------ DATA TO USE
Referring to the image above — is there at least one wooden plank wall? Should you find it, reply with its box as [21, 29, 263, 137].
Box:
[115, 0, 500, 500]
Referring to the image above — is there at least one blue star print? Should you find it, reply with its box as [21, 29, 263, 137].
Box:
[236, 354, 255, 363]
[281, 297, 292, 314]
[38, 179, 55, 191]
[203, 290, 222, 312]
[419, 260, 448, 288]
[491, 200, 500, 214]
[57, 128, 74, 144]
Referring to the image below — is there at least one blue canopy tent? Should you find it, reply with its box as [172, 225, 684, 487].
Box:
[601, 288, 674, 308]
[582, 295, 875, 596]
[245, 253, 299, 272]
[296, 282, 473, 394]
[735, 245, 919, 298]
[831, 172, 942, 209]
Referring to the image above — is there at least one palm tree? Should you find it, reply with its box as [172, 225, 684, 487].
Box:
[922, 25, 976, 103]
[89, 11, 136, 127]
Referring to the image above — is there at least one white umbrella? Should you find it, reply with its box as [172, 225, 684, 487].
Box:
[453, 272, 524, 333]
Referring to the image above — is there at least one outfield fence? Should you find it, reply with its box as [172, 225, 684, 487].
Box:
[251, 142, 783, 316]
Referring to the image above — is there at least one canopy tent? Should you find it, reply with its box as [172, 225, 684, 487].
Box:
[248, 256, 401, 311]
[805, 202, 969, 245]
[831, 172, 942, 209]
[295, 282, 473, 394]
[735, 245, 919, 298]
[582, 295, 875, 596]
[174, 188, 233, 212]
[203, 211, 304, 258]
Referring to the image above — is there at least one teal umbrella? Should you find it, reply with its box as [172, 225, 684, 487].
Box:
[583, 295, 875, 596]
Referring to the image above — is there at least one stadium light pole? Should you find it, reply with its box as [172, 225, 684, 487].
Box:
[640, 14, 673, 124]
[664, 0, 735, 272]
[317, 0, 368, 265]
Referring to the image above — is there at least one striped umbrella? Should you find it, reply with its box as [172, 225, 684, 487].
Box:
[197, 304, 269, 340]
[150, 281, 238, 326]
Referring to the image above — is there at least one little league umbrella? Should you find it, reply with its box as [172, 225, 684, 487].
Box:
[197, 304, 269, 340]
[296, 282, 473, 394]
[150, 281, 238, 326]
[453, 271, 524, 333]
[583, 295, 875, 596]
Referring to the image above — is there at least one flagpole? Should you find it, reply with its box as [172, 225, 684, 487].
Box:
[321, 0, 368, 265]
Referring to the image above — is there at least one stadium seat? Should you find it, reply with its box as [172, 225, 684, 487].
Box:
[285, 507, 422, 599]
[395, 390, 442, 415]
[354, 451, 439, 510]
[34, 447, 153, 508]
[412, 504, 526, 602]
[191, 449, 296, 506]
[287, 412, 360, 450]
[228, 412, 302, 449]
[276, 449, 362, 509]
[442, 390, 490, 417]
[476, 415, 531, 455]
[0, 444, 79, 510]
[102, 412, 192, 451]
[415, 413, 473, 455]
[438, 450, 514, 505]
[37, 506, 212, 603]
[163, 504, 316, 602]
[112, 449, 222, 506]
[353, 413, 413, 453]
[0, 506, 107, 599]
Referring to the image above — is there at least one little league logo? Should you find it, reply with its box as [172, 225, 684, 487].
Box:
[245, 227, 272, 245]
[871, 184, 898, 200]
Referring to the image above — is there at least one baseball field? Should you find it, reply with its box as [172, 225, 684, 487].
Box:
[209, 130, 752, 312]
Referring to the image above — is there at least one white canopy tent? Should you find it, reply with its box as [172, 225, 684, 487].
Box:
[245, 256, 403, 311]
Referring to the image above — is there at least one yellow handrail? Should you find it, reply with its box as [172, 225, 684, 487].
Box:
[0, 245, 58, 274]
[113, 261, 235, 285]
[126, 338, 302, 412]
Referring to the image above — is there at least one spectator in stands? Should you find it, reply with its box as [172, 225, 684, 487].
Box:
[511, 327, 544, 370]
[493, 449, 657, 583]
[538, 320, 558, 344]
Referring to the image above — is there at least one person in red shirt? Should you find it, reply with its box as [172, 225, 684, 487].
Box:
------------
> **STATED TASK**
Rewrite the rows starting at the line containing "least one palm" and ending at the line containing "[89, 11, 136, 127]", keeping the request text unchanged but multiplying every box coordinate in the answers by 2.4 and rounding to whole numbers, with halves rounded up. Give only those lines.

> **SOLUTION FOR THIS TASK**
Referring to the image above — is there at least one palm tree? Should you find it, reply with its box as [172, 225, 684, 487].
Box:
[2213, 60, 2342, 247]
[214, 26, 326, 305]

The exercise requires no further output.